Task to complete: Start to finish, repeat the records exactly.

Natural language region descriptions
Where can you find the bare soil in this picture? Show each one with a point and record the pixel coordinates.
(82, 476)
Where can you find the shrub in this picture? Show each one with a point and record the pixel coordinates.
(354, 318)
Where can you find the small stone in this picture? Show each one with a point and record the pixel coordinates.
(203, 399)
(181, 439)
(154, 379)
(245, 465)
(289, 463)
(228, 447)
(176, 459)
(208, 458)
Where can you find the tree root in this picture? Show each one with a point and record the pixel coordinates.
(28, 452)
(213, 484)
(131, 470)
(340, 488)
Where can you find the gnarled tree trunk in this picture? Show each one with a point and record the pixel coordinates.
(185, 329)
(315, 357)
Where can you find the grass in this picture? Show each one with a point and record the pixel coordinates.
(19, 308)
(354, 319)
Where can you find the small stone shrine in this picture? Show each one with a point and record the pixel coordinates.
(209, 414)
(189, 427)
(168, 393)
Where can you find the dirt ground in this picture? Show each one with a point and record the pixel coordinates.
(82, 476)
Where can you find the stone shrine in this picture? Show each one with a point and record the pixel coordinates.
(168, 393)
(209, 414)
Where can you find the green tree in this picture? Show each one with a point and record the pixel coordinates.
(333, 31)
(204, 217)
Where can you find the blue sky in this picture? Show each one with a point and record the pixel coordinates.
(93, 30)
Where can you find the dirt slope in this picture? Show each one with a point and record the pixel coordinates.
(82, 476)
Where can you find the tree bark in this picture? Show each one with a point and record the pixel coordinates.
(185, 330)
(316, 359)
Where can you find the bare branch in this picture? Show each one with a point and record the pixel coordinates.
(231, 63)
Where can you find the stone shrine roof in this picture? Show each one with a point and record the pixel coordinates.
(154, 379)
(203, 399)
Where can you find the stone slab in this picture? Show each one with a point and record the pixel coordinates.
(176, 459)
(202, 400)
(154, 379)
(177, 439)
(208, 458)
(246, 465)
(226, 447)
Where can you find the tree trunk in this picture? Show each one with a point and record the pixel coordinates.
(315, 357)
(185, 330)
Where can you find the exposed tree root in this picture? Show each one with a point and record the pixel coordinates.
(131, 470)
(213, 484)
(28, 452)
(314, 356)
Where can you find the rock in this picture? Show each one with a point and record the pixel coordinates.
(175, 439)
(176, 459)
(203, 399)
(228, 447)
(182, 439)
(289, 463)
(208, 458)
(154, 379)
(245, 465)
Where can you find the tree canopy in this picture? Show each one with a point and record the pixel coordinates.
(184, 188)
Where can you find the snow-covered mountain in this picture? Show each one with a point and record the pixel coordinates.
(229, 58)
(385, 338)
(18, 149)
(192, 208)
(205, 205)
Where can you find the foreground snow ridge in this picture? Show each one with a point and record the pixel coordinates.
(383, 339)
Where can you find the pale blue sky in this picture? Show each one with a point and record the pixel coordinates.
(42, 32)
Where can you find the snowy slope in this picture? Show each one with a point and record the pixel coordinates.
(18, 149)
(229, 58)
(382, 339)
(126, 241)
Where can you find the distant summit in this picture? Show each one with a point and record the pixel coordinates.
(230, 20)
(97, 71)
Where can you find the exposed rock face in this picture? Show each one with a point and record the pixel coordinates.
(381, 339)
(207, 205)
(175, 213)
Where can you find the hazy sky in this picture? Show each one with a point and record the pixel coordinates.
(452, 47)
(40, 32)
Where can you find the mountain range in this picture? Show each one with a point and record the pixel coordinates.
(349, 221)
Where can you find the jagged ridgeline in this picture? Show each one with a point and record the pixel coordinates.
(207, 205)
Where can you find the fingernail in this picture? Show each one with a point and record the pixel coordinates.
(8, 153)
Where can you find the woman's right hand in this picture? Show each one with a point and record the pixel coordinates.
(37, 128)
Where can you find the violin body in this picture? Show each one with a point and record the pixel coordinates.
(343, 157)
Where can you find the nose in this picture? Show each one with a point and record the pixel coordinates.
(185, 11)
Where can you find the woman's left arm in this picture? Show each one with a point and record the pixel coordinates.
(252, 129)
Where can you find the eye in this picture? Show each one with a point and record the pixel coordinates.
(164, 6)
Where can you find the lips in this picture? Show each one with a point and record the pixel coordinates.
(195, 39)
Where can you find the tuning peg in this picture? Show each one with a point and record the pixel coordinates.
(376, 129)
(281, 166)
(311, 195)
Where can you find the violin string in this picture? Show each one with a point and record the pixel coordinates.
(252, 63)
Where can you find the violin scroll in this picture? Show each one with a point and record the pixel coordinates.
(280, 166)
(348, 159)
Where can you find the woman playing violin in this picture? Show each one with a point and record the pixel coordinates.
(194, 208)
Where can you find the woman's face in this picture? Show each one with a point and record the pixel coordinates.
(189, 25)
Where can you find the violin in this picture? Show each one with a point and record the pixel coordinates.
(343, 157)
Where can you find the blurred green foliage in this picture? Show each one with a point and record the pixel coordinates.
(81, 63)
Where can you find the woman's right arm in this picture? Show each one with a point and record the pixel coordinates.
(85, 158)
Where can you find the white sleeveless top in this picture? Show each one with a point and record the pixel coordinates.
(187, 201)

Solution for this problem:
Where can you find the bare soil in this picture? Show each one with a point and record the pixel coordinates.
(82, 476)
Where can you find the shrub in this picture? Show each one with a point and record the pixel coordinates.
(354, 318)
Where can you find the small stone in this picture? Show each one with a point and record the pixel coordinates.
(203, 399)
(181, 439)
(154, 379)
(245, 465)
(289, 463)
(228, 447)
(176, 459)
(208, 458)
Where can you find the tree root in this picture? Show each one with a point and record the pixel coordinates.
(28, 452)
(213, 484)
(131, 470)
(340, 488)
Where can you find the gnarled tree trunk in this picture? Show each one with a point and record the pixel coordinates.
(185, 329)
(315, 357)
Where can you find the grass in this picture? Show each one with a point and record the pixel coordinates.
(19, 308)
(354, 319)
Where can you find the small stone shrine in this picture? Show each one with a point and record the pixel coordinates.
(209, 414)
(189, 427)
(168, 393)
Where can you find the dirt ground in this picture? Show each one with a point and record the pixel coordinates.
(82, 476)
Where can you find the stone shrine in this picture? Show each one with a point and record the pixel coordinates.
(168, 393)
(209, 414)
Where can you find the green tree in this picture? Show each one with a point and record the pixel coordinates.
(333, 31)
(204, 217)
Where can you find the blue sky in this picture? Show each one with a point and record the pixel coordinates.
(93, 30)
Where can you find the dirt slope in this picture? Show each one with a point and record the pixel coordinates.
(82, 476)
Where can you find the tree bark in this picture? Show each one with a point and record the pixel coordinates.
(185, 330)
(316, 359)
Where can you find the bare branch in this picture? Show each one with a point and record the pixel coordinates.
(231, 63)
Where can you find the stone shrine roof in this picture? Show each one with a point and record the pixel coordinates.
(154, 379)
(203, 399)
Where can you find the stone slab in this picture? Show each one with a point and record the pixel coordinates.
(176, 459)
(202, 400)
(154, 379)
(177, 439)
(208, 458)
(246, 465)
(226, 447)
Where can you find the tree trunk in this picture? Show each one with a point and record the pixel coordinates.
(315, 357)
(185, 330)
Where can you find the exposed tree root in this picture? Show each one with a point and record the pixel coordinates.
(131, 470)
(213, 484)
(28, 452)
(314, 356)
Where can you find the rock in this picture? Show each one with a point and record the pixel coordinates.
(175, 439)
(176, 459)
(203, 399)
(228, 447)
(182, 439)
(289, 463)
(208, 458)
(154, 379)
(245, 465)
Where can you find the tree canopy in this picture? Show each one with a point and record the pixel coordinates.
(184, 188)
Where can you find the snow-covered mountain in this picture? Show each one with a point and record the pixel coordinates.
(229, 58)
(385, 338)
(18, 149)
(192, 208)
(205, 205)
Where can you find the foreground snow ridge in this picture? Show each one with a point and record the pixel coordinates.
(383, 339)
Where can you find the pale blue sky in this picture? Show each one with a point and record the pixel coordinates.
(42, 32)
Where can you find the snowy slope in this picture? Show each one with a point and record the pixel coordinates.
(18, 149)
(229, 58)
(382, 339)
(126, 241)
Where can you find the distant summit in this picture? Show each one with a point and record the pixel coordinates.
(230, 20)
(97, 71)
Where can you find the exposed rock face in this picture? Show each one with a point and record the pixel coordinates.
(381, 339)
(207, 205)
(175, 213)
Where can you find the hazy sky in this picture? Show each one with a point and record the pixel coordinates.
(452, 47)
(40, 32)
Where can you find the mountain range in this picture? Show each one with a point and record the pixel coordinates.
(349, 221)
Where can you find the jagged ridgeline in this picture? Show each one with a point and record the pixel coordinates.
(207, 205)
Where can you find the fingernail in this picture? Show each one with a point and record the pixel coordinates.
(8, 153)
Where can you find the woman's right hand in this picture? Show each one with a point and record the pixel coordinates.
(37, 128)
Where can you find the violin body in this picture? Show each one with a point and record the pixel coordinates.
(343, 157)
Where can you find the nose in this picture? Show each one with a point and record the pixel coordinates.
(185, 11)
Where can you find the woman's left arm in this picture? Show each one with a point and record the pixel coordinates.
(252, 129)
Where can you find the eye in this picture? Show each one with a point and record the pixel coordinates.
(164, 6)
Where can you find the lips in this picture? Show each one with a point and record the pixel coordinates.
(195, 39)
Where can you find the tuning peg in this picture? Show each one with a point and record the pixel coordinates.
(376, 129)
(281, 166)
(311, 195)
Where can you find the violin string in this picture? Show each one with a point and record the pixel coordinates.
(252, 63)
Where can you find the violin scroll in this picture? Show each one with a point and record the pixel coordinates.
(280, 166)
(348, 159)
Where can you find the woman playing violin in this picture? Show each one with a point and record the pixel coordinates.
(194, 208)
Where can you find the woman's face in this picture? Show each one with a point and record the pixel coordinates.
(189, 25)
Where can you find the violin in this picture? Show each one with a point and record the pixel coordinates.
(343, 157)
Where can you find the blurred green foliage in this picture? Show each one with a point and record the pixel coordinates.
(81, 63)
Where can you find the woman's right arm in this picture? Show each one with a point and record the pixel coordinates.
(85, 158)
Where can you find the white sleeveless top in this picture? Show each one with a point and record the pixel coordinates.
(187, 201)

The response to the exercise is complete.